PARTS OF THE EXERCISE:
A. In the forum thread on apartment noise, what did the Court Order require to be covered?
B. Reproduce the part of the forum thread on apartment noise starting at "I have ceased" and ending at "pixiebean22 (7 Oct 2010)", copying it word for word.

GIVEN PASSAGE:

begin

# Apartment above mine subject to Court Order. Mgt Co not Enforcing



## mercman (6 Oct 2010)

I own an apartment. 

The Apartment above was sold and new owner refurbished throughout and contrary to the terms of the lease. 

My solicitors took action against MC who in turn took action against new owner, went to Court and Court Order issued against new owner.

This was in 2007 and since the Order there is still a huge amount of noise from the wooden floor and marble tiles in Bathrooms and kitchen which were ordered to be covered.

The Management Co & Agent refused to undertake inspection in order not to disturb tenant but recently had to go into apartment and noticed a part of the property still has wooden floor. 

As well as this each time they use an appliance in the kitchen there is a gushing of water noise running over mine, which frankly drives me mad. 

I have ceased paying Management Charge but the MC still refuse to act on the Court Order. 

Any ideas in giving me back my piece and quiet which I relish, the same as I had before the new owner refurbished.

The property is let and his tenants are not aware of the disturbance.


----------



## pixiebean22 (7 Oct 2010)

To be honest I would assume that this is normal when living in an apartment, and by this I mean the level of noise.


----------



## truthseeker (7 Oct 2010)

The apartment above me has hardwood floors (contrary to management rules). It was rented out to a couple of studenty types who I never heard an iota of shoe noise from, but then they moved and the landlord and his partner moved in. She is a classy lady who wears high heels and anytime she walks in the apartment in her heels you can hear it loud as a hammer in mine. So I just said it to them - now she very rarely walks around the back of the place in heels (ie, not over the bedrooms). They were very nice when I said it to them - they just didnt realise.

end

EXTRACTED RECORDS:
begin

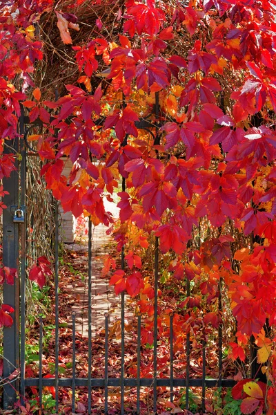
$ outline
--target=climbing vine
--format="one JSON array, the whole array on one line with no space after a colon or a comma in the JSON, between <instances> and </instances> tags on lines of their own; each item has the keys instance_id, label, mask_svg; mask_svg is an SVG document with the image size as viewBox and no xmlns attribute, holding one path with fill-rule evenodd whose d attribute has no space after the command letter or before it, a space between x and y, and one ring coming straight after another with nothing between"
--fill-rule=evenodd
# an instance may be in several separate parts
<instances>
[{"instance_id":1,"label":"climbing vine","mask_svg":"<svg viewBox=\"0 0 276 415\"><path fill-rule=\"evenodd\" d=\"M112 225L103 197L111 200L119 188L114 237L118 250L125 247L127 266L115 269L109 258L104 271L113 269L115 292L137 297L148 315L143 341L152 335L153 288L141 258L154 235L164 257L170 254L170 278L198 288L181 304L186 314L170 304L175 347L199 318L206 326L221 324L222 284L237 321L229 356L245 361L253 336L269 381L243 380L234 395L244 413L269 415L276 409L275 6L266 0L0 4L0 179L14 169L17 154L3 151L19 135L21 104L30 123L43 127L28 139L65 212ZM95 10L89 23L85 8ZM44 82L57 55L66 62L55 74L59 98ZM73 165L69 178L64 158ZM42 286L49 273L40 257L30 278ZM2 283L12 282L13 270L1 273ZM9 311L2 306L1 325L12 324Z\"/></svg>"}]
</instances>

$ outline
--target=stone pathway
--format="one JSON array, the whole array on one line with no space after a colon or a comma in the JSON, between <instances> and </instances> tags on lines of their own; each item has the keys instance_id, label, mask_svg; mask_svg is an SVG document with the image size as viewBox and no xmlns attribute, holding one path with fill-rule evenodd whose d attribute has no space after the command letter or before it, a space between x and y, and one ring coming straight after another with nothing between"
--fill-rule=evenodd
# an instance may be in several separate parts
<instances>
[{"instance_id":1,"label":"stone pathway","mask_svg":"<svg viewBox=\"0 0 276 415\"><path fill-rule=\"evenodd\" d=\"M118 216L116 205L106 201L106 208L111 212L114 216ZM104 257L109 253L110 237L106 234L108 228L99 225L92 228L92 335L96 335L97 331L104 327L105 313L110 314L110 323L113 324L121 316L121 299L116 295L114 288L109 286L108 279L101 277ZM81 274L84 281L80 282L78 286L68 285L66 292L71 293L76 299L72 311L76 313L76 331L86 337L88 335L88 242L86 238L84 243L70 243L66 249L70 252L77 252L77 257L73 262L83 266ZM79 255L83 253L83 257Z\"/></svg>"}]
</instances>

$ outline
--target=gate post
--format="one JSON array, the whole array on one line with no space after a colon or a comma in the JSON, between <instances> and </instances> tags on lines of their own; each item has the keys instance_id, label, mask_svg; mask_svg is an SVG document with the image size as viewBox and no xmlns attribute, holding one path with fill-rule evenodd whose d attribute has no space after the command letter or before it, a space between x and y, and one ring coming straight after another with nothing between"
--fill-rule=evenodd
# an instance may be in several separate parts
<instances>
[{"instance_id":1,"label":"gate post","mask_svg":"<svg viewBox=\"0 0 276 415\"><path fill-rule=\"evenodd\" d=\"M17 153L19 139L8 142L4 152ZM18 160L15 161L17 170L12 172L10 177L3 179L4 190L9 192L3 197L3 203L7 209L3 212L3 264L18 270L19 235L18 223L13 222L13 210L18 206L19 199L19 172ZM12 313L13 324L3 329L3 378L7 378L15 369L19 367L19 279L14 279L14 285L6 283L3 285L3 304L8 304L14 309ZM7 380L3 386L3 408L13 409L17 391L14 380ZM17 385L18 386L18 385Z\"/></svg>"}]
</instances>

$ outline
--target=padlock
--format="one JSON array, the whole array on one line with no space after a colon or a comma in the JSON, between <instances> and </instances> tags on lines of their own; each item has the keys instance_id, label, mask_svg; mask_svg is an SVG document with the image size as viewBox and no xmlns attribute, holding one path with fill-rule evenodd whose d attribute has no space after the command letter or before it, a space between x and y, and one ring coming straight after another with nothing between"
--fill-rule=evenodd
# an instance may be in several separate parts
<instances>
[{"instance_id":1,"label":"padlock","mask_svg":"<svg viewBox=\"0 0 276 415\"><path fill-rule=\"evenodd\" d=\"M24 212L21 209L17 209L15 211L14 215L13 216L13 221L15 223L23 223L25 221L24 219Z\"/></svg>"}]
</instances>

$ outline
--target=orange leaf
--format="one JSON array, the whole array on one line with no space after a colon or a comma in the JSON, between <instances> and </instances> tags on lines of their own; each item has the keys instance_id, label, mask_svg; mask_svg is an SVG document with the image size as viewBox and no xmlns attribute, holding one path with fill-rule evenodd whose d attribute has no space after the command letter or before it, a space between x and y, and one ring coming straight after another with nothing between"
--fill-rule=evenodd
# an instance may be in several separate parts
<instances>
[{"instance_id":1,"label":"orange leaf","mask_svg":"<svg viewBox=\"0 0 276 415\"><path fill-rule=\"evenodd\" d=\"M258 407L259 404L259 400L255 398L246 398L241 402L241 411L243 414L252 414Z\"/></svg>"},{"instance_id":2,"label":"orange leaf","mask_svg":"<svg viewBox=\"0 0 276 415\"><path fill-rule=\"evenodd\" d=\"M263 391L255 382L248 382L244 385L244 391L245 393L250 396L251 398L255 398L256 399L262 399L263 396ZM246 413L246 412L245 412ZM250 412L247 412L250 414Z\"/></svg>"},{"instance_id":3,"label":"orange leaf","mask_svg":"<svg viewBox=\"0 0 276 415\"><path fill-rule=\"evenodd\" d=\"M24 102L22 102L22 104L26 108L32 108L33 107L37 105L37 104L35 102L34 102L34 101L30 101L30 100L25 101Z\"/></svg>"},{"instance_id":4,"label":"orange leaf","mask_svg":"<svg viewBox=\"0 0 276 415\"><path fill-rule=\"evenodd\" d=\"M32 134L32 136L28 136L27 140L28 141L35 141L36 140L38 140L39 137L41 137L40 134Z\"/></svg>"},{"instance_id":5,"label":"orange leaf","mask_svg":"<svg viewBox=\"0 0 276 415\"><path fill-rule=\"evenodd\" d=\"M40 98L41 98L41 93L40 92L39 88L36 88L33 91L32 95L35 99L37 100L37 101L39 101Z\"/></svg>"}]
</instances>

end

RESPONSES:
A. The wooden floor and the marble tiles in the bathrooms and kitchen.

B.
I have ceased paying Management Charge but the MC still refuse to act on the Court Order. 

Any ideas in giving me back my piece and quiet which I relish, the same as I had before the new owner refurbished.

The property is let and his tenants are not aware of the disturbance.


----------



## pixiebean22 (7 Oct 2010)